▸ **What is being asked**:
Go through the data and retrieve each line that includes the string "whole".

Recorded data
==========
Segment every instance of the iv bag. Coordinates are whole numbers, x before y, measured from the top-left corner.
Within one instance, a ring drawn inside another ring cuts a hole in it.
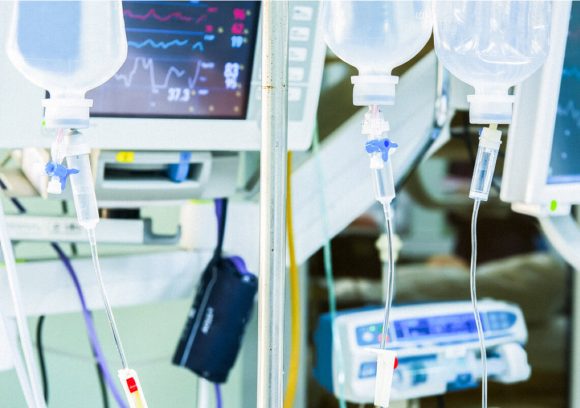
[[[549,1],[435,1],[435,51],[454,76],[475,88],[472,123],[509,123],[509,88],[546,60]]]
[[[359,71],[354,104],[392,104],[397,81],[391,71],[429,40],[431,2],[324,0],[323,24],[329,48]]]
[[[30,82],[49,92],[47,119],[52,108],[62,127],[85,127],[74,120],[82,112],[77,120],[88,122],[85,93],[111,78],[127,57],[121,1],[18,1],[6,51]],[[64,102],[54,106],[58,100]]]

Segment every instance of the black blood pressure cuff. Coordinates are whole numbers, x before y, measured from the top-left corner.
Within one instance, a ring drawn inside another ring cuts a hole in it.
[[[242,258],[214,256],[202,274],[173,364],[223,383],[240,351],[258,279]]]

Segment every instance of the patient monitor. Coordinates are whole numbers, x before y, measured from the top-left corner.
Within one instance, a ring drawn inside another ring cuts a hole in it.
[[[10,7],[0,2],[0,43]],[[257,172],[257,156],[240,152],[261,144],[260,9],[259,1],[123,3],[127,60],[87,95],[101,205],[231,196]],[[312,141],[325,52],[318,18],[317,2],[291,2],[290,150]],[[46,91],[7,59],[0,77],[0,147],[36,148],[25,149],[22,167],[42,194],[46,180],[34,164],[54,140],[42,127]],[[173,172],[181,179],[171,176],[175,166],[185,167]]]
[[[0,2],[0,43],[9,2]],[[258,1],[126,1],[129,53],[90,92],[91,144],[105,149],[259,150]],[[289,147],[310,146],[324,42],[318,3],[293,1],[289,38]],[[41,131],[44,90],[0,59],[3,147],[49,146]],[[25,131],[22,131],[23,125]],[[18,137],[6,137],[18,135]]]
[[[501,198],[514,210],[565,215],[580,203],[580,3],[554,2],[550,55],[516,92]]]

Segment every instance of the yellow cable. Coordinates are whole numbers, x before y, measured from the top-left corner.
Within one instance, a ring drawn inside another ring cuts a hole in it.
[[[286,176],[286,234],[290,257],[290,362],[288,383],[284,396],[284,408],[292,408],[296,399],[298,371],[300,368],[300,277],[296,264],[294,230],[292,225],[292,152],[288,152],[288,174]]]

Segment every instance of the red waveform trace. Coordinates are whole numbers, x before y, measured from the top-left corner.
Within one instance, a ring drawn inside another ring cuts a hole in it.
[[[165,16],[160,16],[157,13],[157,11],[155,11],[155,9],[150,9],[145,14],[135,14],[131,10],[124,10],[123,15],[125,15],[129,18],[135,19],[135,20],[142,20],[142,21],[148,20],[151,17],[153,17],[155,20],[158,20],[161,22],[167,22],[171,19],[175,19],[175,20],[179,20],[179,21],[186,21],[186,22],[193,20],[191,17],[184,16],[183,14],[181,14],[180,11],[175,11],[175,12],[169,13]]]

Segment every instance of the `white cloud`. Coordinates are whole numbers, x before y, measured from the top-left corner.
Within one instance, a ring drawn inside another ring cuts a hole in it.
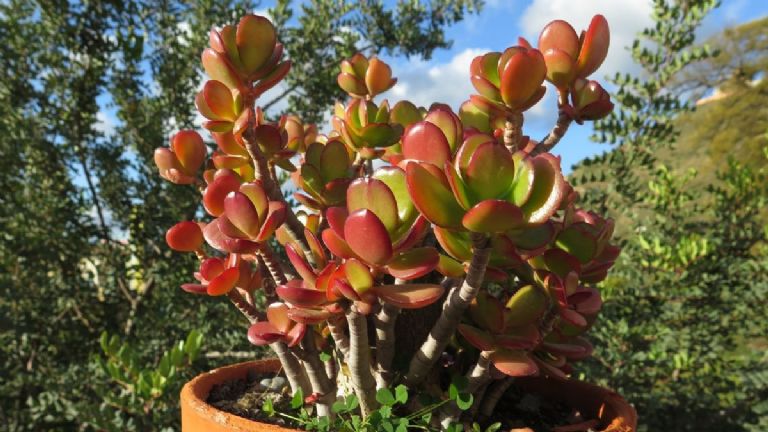
[[[397,84],[387,94],[391,102],[408,99],[417,106],[429,108],[434,102],[459,109],[469,95],[476,93],[469,81],[472,59],[489,50],[468,48],[457,53],[447,63],[425,62],[412,58],[393,65]]]
[[[611,29],[608,57],[595,77],[633,71],[636,66],[625,48],[632,45],[640,30],[651,24],[650,0],[533,0],[520,17],[520,27],[535,45],[548,22],[564,19],[580,32],[589,26],[595,14],[603,14]]]
[[[96,113],[96,125],[94,128],[102,134],[109,136],[115,131],[115,118],[104,111],[99,111]]]

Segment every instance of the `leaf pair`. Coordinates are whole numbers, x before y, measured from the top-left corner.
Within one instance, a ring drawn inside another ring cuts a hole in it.
[[[610,31],[608,21],[595,15],[581,36],[565,21],[547,24],[539,35],[539,50],[544,53],[547,80],[565,89],[576,78],[592,75],[608,54]]]
[[[373,98],[392,88],[397,78],[392,78],[392,68],[377,57],[369,60],[357,53],[341,62],[336,81],[352,97]]]
[[[193,130],[183,130],[171,138],[170,148],[155,149],[154,159],[160,176],[176,184],[192,184],[205,162],[208,149],[203,138]]]

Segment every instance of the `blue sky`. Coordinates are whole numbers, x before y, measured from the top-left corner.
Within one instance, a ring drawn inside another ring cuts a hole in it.
[[[273,3],[264,1],[256,12],[263,13]],[[603,67],[592,78],[601,79],[616,71],[631,72],[635,67],[625,47],[631,44],[638,31],[651,22],[650,11],[650,0],[486,0],[479,15],[468,16],[447,29],[448,38],[453,41],[450,49],[435,52],[429,61],[417,58],[386,59],[392,64],[399,81],[384,97],[392,101],[409,99],[423,106],[443,102],[458,109],[461,102],[474,92],[469,81],[472,58],[483,52],[500,51],[514,45],[518,36],[524,36],[535,44],[540,29],[553,19],[565,19],[580,31],[586,28],[596,13],[602,13],[608,19],[611,48]],[[724,0],[722,6],[707,17],[698,36],[706,38],[727,26],[767,14],[768,0]],[[270,93],[280,91],[280,87],[273,89],[264,95],[264,100],[270,99]],[[549,131],[557,115],[553,93],[548,91],[544,100],[527,113],[527,135],[538,139]],[[107,105],[108,97],[103,101]],[[113,112],[106,106],[99,117],[101,128],[105,131],[109,131],[116,122]],[[554,153],[563,158],[566,172],[579,160],[607,149],[605,145],[589,140],[591,131],[589,123],[573,125],[555,149]]]

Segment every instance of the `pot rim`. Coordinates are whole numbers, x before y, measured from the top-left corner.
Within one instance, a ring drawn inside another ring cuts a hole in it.
[[[208,404],[211,388],[224,381],[245,378],[249,370],[277,372],[281,368],[277,358],[251,360],[204,372],[181,390],[181,422],[183,432],[303,432],[270,423],[246,419]],[[613,390],[578,380],[550,377],[523,377],[515,379],[522,386],[544,397],[560,400],[569,406],[603,422],[601,432],[633,432],[637,430],[637,412],[621,395]],[[564,391],[564,388],[566,390]]]

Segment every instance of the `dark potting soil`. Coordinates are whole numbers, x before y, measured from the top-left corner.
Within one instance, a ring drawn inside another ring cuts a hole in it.
[[[488,424],[501,422],[501,431],[529,428],[534,432],[592,432],[597,425],[568,405],[525,393],[514,385],[499,400]]]
[[[290,413],[293,411],[291,409],[291,396],[287,394],[287,388],[284,391],[276,391],[260,384],[264,379],[275,377],[282,377],[282,375],[249,371],[248,376],[244,379],[225,381],[213,386],[206,402],[222,411],[249,420],[283,427],[295,427],[286,418],[268,415],[262,411],[262,403],[266,398],[272,400],[277,412]]]
[[[274,373],[249,373],[245,379],[226,381],[213,386],[207,402],[212,406],[250,420],[273,425],[298,428],[290,420],[262,411],[265,398],[272,399],[275,411],[291,413],[291,397],[284,391],[265,388],[260,382],[272,379]],[[597,422],[582,418],[578,412],[563,403],[553,402],[527,394],[514,385],[499,401],[493,415],[483,426],[501,422],[501,431],[520,429],[533,432],[592,432]],[[528,428],[528,429],[525,429]]]

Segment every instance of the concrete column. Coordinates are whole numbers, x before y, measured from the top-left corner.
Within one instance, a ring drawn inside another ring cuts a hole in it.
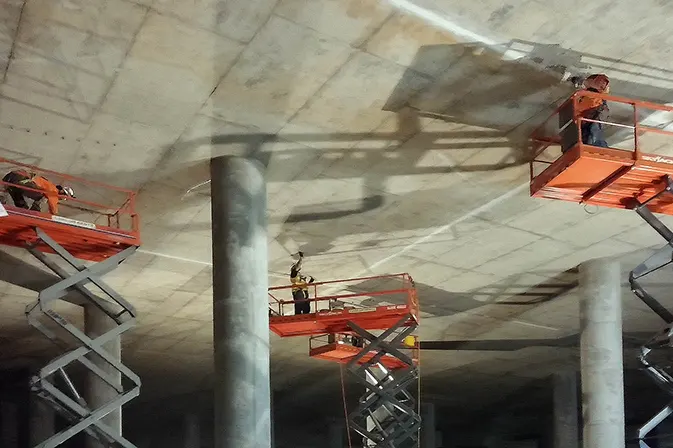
==========
▸ **Written response**:
Segment every instance of the iv bag. Coordinates are whole numbers, x before y, measured from the top-left corner.
Segment every instance of the black blood pressure cuff. Coordinates are whole numbers, x before y, measured from the top-left corner.
Segment every instance of the patient monitor. Coordinates are whole numbers, x before y, measured from the top-left corner.
Segment every instance of the yellow cable. Coordinates are whole numbers, x before y, measured from the top-left corner.
Segment every instance of the red waveform trace. Coordinates are whole numbers, x before y, measured from the top-left corner.
Segment every instance of the `white cloud`. Coordinates are whole numbers, x before y, measured from the top-left corner.
Segment every instance of the `leaf pair`. Coordinates are whole numbers, x before y, measured from the top-left corner.
Segment every instance of the `blue sky`. Coordinates are whole numbers, x before y, measured from the top-left corner.
Segment every instance of the `pot rim`. Coordinates are whole numbers, x before y, measured from the top-left corner.
Segment every instance of the `dark potting soil`. Coordinates are whole numbers, x before y, measured from the top-left corner.
Segment every instance of the concrete column. Coordinates are whole numbers, x before y, measured from the top-left corner.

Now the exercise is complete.